------ Data for the task ------
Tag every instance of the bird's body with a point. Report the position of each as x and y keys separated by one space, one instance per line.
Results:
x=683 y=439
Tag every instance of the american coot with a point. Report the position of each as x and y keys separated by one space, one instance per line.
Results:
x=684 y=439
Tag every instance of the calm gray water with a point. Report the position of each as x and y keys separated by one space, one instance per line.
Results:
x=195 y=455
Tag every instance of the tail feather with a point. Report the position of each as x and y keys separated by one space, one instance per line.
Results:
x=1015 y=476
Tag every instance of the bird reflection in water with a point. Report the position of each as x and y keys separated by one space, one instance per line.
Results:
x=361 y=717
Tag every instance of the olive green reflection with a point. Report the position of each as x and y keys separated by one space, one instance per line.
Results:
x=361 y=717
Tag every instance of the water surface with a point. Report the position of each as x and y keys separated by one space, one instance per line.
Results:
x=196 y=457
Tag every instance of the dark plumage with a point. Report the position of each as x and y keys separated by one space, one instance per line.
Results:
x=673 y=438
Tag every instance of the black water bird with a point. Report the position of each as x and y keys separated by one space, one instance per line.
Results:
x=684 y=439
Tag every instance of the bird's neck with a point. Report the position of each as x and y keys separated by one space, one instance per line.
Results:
------
● **Goal of the exercise**:
Rewrite the lines starting at the one containing "Tag every instance of the water" and ending at the one containing "x=196 y=457" as a JSON list of strings, with one string per line and blank lines left out.

● **Result of the exercise**:
[
  "Tag every instance of the water surface with a point. Report the position of each as x and y keys separated by one space, one instance per line.",
  "Results:",
  "x=196 y=457"
]